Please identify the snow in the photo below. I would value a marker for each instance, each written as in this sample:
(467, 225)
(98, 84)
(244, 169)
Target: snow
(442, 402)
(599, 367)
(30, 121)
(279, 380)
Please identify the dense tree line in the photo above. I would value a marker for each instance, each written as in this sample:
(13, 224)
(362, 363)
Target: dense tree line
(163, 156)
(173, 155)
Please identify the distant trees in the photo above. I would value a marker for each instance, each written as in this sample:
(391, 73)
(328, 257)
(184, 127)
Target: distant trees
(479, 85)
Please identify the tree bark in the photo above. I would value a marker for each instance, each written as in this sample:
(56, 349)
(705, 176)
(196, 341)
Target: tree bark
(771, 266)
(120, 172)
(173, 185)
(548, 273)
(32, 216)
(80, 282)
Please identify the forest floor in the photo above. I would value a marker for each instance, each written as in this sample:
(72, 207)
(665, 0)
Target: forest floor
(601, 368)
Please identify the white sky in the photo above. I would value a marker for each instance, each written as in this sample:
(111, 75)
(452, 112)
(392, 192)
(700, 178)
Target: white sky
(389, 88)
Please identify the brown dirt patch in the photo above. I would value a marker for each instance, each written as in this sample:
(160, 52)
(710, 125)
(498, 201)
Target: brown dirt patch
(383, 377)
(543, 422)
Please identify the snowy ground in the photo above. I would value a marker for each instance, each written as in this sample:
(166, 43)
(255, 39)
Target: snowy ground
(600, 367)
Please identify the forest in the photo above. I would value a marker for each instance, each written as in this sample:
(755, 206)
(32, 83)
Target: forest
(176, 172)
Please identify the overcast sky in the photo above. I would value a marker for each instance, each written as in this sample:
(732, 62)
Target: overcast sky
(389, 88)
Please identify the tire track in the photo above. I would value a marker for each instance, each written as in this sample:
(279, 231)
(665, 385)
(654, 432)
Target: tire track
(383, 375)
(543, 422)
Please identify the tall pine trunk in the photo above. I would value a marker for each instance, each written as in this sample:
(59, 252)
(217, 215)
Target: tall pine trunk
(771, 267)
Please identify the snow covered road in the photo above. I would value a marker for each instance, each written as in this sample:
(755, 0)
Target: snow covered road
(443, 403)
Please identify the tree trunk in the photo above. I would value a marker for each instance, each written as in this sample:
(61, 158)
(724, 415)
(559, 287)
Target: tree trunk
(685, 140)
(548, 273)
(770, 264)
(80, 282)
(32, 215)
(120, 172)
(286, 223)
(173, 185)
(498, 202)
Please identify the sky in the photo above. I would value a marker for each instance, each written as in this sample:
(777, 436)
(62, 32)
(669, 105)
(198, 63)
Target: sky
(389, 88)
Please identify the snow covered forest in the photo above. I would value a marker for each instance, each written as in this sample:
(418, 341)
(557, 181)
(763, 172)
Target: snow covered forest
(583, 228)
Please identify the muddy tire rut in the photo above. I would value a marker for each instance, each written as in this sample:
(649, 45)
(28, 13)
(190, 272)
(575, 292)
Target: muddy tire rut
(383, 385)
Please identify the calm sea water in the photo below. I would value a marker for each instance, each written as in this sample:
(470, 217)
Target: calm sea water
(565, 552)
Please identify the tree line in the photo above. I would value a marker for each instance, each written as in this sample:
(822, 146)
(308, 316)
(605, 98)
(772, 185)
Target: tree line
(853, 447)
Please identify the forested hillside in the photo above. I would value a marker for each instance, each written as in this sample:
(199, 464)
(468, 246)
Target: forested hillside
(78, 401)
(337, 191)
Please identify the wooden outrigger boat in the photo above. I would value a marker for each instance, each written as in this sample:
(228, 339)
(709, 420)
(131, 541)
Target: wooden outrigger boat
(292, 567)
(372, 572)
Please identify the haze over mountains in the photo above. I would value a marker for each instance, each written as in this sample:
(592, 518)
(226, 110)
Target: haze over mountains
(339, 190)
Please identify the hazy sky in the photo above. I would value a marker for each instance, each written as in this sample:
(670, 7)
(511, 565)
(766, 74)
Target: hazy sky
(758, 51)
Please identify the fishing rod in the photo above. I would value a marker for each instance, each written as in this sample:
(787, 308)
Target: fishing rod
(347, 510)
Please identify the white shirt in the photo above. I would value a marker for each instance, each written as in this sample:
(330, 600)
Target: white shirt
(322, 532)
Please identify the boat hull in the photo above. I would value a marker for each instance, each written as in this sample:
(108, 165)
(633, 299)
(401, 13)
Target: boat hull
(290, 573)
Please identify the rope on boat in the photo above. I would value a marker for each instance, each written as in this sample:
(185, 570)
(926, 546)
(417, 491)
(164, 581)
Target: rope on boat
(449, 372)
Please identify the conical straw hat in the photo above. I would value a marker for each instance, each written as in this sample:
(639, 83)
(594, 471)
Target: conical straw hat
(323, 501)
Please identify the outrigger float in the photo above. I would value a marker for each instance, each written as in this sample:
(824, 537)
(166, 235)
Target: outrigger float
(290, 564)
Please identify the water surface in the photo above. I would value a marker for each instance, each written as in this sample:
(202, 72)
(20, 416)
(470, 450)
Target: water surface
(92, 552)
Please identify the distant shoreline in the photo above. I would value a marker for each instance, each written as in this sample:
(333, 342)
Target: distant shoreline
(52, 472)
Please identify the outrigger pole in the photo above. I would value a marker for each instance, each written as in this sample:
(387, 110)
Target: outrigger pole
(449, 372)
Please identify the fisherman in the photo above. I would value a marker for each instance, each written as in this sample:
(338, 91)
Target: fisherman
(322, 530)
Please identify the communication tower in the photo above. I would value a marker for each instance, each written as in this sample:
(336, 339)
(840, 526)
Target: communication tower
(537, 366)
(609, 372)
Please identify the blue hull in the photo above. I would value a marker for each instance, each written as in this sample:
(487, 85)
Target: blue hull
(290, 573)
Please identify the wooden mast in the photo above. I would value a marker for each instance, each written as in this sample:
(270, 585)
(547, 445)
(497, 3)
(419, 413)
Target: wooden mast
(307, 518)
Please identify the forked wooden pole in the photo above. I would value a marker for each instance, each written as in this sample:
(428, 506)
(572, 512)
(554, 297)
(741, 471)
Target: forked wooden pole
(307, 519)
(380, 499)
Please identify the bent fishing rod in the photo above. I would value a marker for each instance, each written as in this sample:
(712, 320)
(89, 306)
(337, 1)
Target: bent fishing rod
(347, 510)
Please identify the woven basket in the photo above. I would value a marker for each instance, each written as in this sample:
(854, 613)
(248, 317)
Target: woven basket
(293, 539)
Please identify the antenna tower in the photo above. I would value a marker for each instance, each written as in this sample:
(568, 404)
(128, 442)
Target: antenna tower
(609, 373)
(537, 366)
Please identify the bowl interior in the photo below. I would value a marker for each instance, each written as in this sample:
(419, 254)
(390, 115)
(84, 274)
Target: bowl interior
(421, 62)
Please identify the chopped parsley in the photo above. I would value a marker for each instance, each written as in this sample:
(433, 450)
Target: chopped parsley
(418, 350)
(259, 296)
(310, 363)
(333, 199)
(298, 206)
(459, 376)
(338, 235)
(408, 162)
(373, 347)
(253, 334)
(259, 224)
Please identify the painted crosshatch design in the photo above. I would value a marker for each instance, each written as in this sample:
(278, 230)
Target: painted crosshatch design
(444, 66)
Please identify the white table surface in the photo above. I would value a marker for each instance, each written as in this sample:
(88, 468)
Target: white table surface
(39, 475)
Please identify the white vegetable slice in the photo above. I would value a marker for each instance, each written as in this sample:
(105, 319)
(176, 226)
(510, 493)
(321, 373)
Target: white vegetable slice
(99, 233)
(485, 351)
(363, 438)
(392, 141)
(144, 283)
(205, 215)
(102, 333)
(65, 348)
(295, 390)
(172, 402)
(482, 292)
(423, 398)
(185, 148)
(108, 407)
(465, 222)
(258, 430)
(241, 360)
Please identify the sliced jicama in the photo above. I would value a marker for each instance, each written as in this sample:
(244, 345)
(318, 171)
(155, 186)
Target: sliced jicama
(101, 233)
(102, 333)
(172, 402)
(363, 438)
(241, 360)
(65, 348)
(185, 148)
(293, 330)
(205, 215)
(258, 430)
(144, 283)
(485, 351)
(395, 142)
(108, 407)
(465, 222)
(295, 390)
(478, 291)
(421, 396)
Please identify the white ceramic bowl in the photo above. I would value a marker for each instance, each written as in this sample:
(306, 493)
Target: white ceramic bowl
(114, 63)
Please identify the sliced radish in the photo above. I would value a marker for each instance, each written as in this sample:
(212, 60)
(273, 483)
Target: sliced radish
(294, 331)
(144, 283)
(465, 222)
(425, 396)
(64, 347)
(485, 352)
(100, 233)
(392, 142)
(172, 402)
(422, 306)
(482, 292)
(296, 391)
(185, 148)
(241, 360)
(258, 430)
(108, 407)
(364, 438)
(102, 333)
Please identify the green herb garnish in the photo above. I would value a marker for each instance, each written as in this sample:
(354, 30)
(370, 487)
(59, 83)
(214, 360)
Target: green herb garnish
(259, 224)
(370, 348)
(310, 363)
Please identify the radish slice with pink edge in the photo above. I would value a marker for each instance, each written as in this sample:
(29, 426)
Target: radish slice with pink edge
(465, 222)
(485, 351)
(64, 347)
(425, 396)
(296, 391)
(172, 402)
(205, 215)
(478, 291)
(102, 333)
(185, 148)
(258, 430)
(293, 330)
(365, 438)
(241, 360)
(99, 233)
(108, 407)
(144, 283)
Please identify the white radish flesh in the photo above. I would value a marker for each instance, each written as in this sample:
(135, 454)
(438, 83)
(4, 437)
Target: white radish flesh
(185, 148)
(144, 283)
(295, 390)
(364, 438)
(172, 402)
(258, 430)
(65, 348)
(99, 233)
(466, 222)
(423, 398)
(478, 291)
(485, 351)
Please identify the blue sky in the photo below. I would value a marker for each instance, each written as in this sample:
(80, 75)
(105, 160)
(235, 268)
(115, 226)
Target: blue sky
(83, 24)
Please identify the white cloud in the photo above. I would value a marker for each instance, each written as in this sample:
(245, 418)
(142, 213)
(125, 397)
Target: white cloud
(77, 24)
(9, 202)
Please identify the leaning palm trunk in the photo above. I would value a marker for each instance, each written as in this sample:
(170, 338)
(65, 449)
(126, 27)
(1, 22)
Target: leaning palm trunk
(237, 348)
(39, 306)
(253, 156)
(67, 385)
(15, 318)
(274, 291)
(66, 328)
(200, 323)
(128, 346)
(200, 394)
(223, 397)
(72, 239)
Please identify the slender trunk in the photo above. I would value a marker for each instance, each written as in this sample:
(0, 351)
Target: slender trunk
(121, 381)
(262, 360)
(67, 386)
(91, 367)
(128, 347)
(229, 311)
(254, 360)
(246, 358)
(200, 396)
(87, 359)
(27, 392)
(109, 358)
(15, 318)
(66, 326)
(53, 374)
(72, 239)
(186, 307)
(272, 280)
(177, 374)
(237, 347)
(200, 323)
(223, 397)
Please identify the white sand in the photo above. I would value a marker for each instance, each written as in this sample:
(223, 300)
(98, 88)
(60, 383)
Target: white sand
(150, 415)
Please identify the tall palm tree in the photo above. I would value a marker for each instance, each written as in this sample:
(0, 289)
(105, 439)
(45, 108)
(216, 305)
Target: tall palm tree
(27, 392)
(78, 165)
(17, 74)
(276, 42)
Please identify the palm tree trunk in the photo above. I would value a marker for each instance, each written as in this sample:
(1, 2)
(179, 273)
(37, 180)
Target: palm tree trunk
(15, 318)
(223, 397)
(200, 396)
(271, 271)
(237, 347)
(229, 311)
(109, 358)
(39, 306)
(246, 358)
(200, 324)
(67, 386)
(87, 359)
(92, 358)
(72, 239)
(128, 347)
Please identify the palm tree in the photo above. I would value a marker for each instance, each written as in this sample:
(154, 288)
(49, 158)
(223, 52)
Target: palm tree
───
* _Problem requirements_
Repeat exactly the lines from the line containing "Please identify the white sand" through the last line of the records above, including both, and nothing else.

* _Final result_
Please identify the white sand in the photo above. I would value a marker for each instance, each written as in this sample:
(223, 300)
(98, 88)
(60, 383)
Target: white sand
(150, 415)
Please identify the tall palm tree in the photo above. I would value a marker for each instance, each written as in this sample:
(0, 289)
(105, 439)
(45, 108)
(216, 305)
Target: tall palm tree
(27, 392)
(78, 165)
(17, 74)
(276, 42)
Please identify the palm tree trunk in the photo above. I would value a marker for each instance, each written as in this sample:
(1, 2)
(179, 273)
(37, 180)
Target: palm tree trunk
(15, 318)
(223, 397)
(200, 396)
(271, 271)
(237, 347)
(229, 311)
(109, 358)
(39, 306)
(246, 358)
(200, 324)
(67, 386)
(87, 359)
(92, 358)
(72, 239)
(128, 347)
Please identify the palm tree in the photo above. I would value a marker for each instance, each written as in this sample:
(154, 288)
(49, 158)
(223, 52)
Target: palm tree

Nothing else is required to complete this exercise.